• [TEXT EXTRACT]:
Start

[an error occurred while processing this directive]

# ASTRONOMY 3130: Guide to Making Proper Scatterplots

This webpage has borrowed figures and content from the following websites, which are also worth visiting: http://www2.selu.edu/Academics/Faculty/dgurney/Math241/StatTopics/ScatGen.htm , http://misterguch.brinkster.net/graph.html and http://tfscientist.hubpages.com/hub/How-to-Draw-a-Scientific-Graph.

In this class, and very often in a scientific career, we will need to understand how various measurements vary as a function of some other variable. The goal is typically to see whether two properties are correlated, revealing a dependency that demonstrates a physical connection. This is best done by plotting the data in what is called a "scatterplot", which shows how one variable varies as a function of the other. Once a pattern emerges that suggests a correlation/dependency, it is typical to look for a fit of the trend that perhaps reveals a fundamental mathematical relationship.

This webpage lays out the standard expectations for doing a proper scatterplot. I will expect the conventions laid out here to be followed in your lab reports.

## I. BASIC RULES FOR PLOTTING SCATTERPLOTS

You should ensure that you follow these basic rules when plotting a graph:

1. The independent variable is always plotted along the abscissa and the dependent variable is plotted on the ordinate.

Be clear of the definitions of the above terms:

• The independent variable is the variable that you control and adjust.

End

• [EXTRACTED INFORMATION]:
Start

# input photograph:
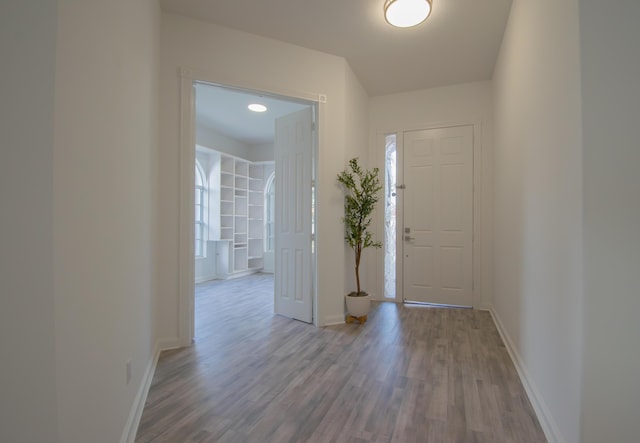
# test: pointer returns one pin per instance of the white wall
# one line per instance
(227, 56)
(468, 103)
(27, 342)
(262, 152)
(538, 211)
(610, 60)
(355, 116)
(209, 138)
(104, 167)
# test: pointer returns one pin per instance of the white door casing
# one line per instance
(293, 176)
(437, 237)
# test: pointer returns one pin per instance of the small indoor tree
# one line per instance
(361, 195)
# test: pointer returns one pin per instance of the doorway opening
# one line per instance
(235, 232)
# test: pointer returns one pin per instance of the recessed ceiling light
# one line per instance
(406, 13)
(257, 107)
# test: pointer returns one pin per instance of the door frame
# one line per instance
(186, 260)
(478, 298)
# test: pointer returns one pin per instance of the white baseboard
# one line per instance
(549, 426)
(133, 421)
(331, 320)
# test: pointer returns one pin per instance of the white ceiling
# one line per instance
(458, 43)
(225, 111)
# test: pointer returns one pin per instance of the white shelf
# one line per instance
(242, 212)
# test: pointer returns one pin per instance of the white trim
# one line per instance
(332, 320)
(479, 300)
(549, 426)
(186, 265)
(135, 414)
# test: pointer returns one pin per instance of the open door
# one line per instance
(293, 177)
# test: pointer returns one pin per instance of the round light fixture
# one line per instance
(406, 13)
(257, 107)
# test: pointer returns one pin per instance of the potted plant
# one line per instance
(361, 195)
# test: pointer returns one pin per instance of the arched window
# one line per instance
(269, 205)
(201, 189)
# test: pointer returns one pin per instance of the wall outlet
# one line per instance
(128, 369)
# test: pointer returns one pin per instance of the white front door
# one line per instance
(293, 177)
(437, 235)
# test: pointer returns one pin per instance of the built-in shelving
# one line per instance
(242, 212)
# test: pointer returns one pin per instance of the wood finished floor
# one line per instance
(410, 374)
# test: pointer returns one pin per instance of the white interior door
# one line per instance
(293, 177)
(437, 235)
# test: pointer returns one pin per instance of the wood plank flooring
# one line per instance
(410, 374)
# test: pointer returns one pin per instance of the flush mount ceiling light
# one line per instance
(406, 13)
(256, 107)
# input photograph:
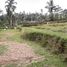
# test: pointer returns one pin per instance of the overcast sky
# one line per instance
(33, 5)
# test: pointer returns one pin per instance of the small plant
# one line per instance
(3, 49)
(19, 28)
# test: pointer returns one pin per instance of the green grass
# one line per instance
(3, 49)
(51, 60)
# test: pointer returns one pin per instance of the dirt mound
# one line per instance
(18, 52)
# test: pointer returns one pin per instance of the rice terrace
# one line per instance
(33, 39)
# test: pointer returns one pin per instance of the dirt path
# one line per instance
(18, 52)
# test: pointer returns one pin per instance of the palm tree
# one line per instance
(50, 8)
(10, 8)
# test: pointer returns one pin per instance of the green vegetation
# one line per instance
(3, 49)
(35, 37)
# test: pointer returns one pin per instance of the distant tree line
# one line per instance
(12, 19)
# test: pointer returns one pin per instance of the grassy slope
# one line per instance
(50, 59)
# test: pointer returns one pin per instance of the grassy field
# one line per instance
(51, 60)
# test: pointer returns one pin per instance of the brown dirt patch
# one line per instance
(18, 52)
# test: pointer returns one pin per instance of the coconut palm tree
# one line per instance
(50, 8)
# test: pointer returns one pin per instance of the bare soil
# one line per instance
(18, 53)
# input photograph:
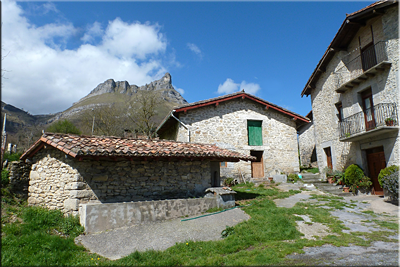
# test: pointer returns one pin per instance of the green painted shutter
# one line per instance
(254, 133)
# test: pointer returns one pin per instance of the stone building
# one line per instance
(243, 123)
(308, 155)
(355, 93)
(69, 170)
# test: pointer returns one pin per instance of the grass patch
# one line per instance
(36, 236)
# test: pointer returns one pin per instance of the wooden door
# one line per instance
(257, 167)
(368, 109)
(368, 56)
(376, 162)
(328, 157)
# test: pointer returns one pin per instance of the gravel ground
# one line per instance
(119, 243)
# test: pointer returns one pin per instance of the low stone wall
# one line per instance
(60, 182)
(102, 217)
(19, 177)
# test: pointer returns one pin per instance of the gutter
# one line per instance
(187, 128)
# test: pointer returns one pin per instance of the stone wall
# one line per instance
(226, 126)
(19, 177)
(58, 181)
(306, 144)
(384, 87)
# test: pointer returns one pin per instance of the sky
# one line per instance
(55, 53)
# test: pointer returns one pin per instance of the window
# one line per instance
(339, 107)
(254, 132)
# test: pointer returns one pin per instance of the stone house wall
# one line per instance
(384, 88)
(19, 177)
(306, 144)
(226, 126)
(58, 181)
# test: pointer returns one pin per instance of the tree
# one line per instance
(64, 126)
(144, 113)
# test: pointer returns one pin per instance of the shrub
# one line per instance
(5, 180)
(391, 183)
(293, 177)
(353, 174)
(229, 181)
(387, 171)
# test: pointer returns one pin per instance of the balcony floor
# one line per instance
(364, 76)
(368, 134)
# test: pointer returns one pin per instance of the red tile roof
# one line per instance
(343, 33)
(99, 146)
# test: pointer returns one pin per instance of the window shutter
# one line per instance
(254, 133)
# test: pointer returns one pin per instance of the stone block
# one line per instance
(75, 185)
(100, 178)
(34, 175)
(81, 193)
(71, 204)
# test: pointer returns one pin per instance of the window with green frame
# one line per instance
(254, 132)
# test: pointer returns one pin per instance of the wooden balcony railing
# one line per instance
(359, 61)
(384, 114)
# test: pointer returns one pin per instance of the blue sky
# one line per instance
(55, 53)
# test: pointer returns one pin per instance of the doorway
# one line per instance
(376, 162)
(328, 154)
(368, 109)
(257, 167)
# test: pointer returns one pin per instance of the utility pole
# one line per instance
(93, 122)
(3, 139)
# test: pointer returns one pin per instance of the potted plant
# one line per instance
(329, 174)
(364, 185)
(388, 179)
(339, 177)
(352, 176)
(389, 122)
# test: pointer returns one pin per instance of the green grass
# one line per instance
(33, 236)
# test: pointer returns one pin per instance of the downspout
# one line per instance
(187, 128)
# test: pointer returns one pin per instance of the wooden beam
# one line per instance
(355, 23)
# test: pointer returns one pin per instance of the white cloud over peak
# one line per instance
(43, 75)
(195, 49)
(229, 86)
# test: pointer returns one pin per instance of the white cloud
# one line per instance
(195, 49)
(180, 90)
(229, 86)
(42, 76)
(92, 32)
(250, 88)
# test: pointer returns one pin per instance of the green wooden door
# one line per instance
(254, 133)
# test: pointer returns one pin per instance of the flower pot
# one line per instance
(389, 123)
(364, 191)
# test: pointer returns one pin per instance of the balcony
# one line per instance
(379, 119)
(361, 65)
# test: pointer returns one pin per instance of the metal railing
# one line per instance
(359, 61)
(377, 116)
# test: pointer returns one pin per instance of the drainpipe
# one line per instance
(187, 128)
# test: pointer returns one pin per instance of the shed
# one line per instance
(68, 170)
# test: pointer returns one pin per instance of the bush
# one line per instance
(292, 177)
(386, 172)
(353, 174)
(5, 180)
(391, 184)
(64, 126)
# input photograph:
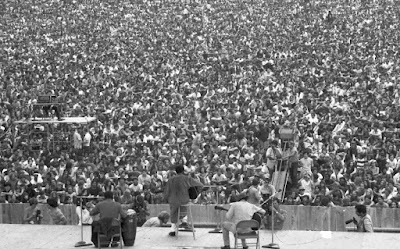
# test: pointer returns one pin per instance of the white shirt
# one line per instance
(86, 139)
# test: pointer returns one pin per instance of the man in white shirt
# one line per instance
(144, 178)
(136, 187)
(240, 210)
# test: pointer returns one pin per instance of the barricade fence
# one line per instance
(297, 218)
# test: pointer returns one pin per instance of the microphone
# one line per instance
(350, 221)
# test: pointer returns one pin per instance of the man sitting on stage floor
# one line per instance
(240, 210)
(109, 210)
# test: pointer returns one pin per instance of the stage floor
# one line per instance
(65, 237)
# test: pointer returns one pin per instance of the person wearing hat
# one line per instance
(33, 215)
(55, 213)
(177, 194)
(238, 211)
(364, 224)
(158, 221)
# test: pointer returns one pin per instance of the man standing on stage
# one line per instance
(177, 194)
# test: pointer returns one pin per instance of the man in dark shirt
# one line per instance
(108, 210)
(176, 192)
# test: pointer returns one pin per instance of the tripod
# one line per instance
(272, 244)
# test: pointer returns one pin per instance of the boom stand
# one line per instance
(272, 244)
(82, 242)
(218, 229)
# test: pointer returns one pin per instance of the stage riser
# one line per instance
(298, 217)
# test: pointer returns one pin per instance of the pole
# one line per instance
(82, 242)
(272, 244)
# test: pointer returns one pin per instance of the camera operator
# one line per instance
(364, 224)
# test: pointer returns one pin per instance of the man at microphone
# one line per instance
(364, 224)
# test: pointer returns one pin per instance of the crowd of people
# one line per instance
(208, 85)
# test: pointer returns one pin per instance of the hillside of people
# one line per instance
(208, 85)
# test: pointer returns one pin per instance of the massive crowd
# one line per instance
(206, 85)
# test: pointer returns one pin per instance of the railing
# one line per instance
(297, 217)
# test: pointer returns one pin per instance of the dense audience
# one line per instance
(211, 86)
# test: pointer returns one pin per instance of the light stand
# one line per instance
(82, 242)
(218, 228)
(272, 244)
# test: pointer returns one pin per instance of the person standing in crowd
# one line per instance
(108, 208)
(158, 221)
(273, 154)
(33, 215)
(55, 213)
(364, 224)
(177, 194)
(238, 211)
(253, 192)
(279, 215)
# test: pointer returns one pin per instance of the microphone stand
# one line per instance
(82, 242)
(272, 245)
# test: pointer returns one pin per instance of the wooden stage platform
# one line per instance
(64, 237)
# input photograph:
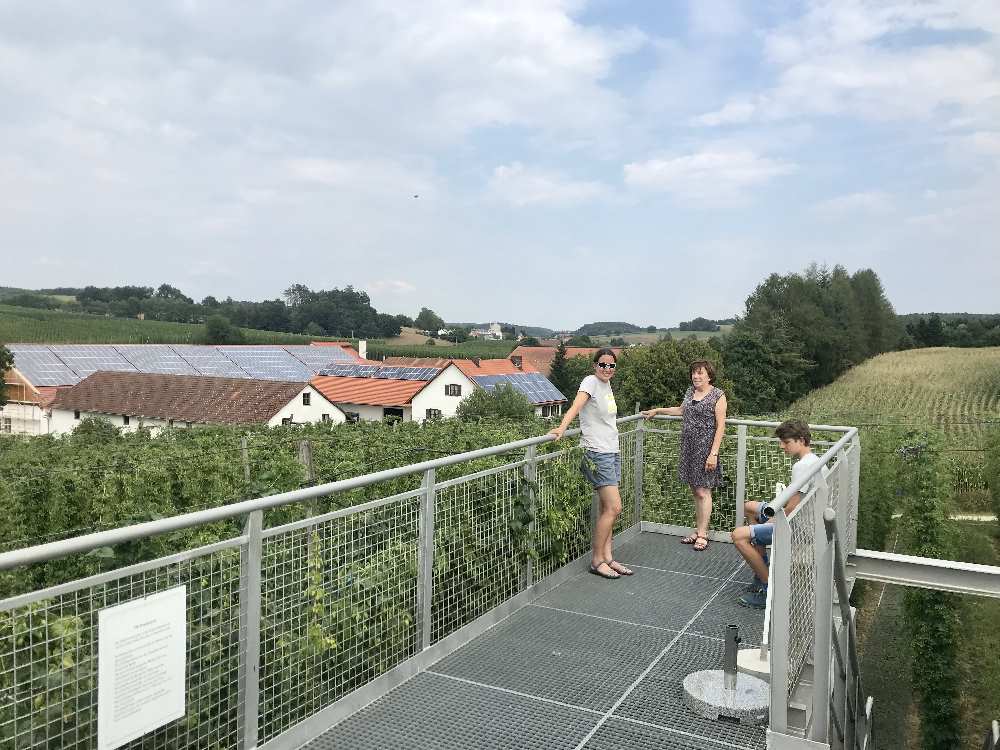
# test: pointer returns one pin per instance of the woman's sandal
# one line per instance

End

• [PROMPT A]:
Decide whether each statement agrees with the scatterplot guide. Answer yes or no, and quote the words of the guide that settle it. (i) The independent variable is plotted on the ordinate. (ii) The conventions on the page are expected to be followed in lab reports. (iii) The independent variable is the one that you control and adjust.
• [PROMPT B]:
Pick out every line of the records that contains the string "standing". Case counts.
The records are unrelated to the scatterplot guide.

• [EXERCISE ANSWER A]:
(i) No: "The independent variable is always plotted along the abscissa and the dependent variable is plotted on the ordinate."
(ii) Yes: "I will expect the conventions laid out here to be followed in your lab reports."
(iii) Yes: "The independent variable is the variable that you control and adjust."

• [EXERCISE ANSWER B]:
# test: pointer returns one pin per instance of the man standing on stage
# test: pointer returns one pin per instance of the person standing in crowd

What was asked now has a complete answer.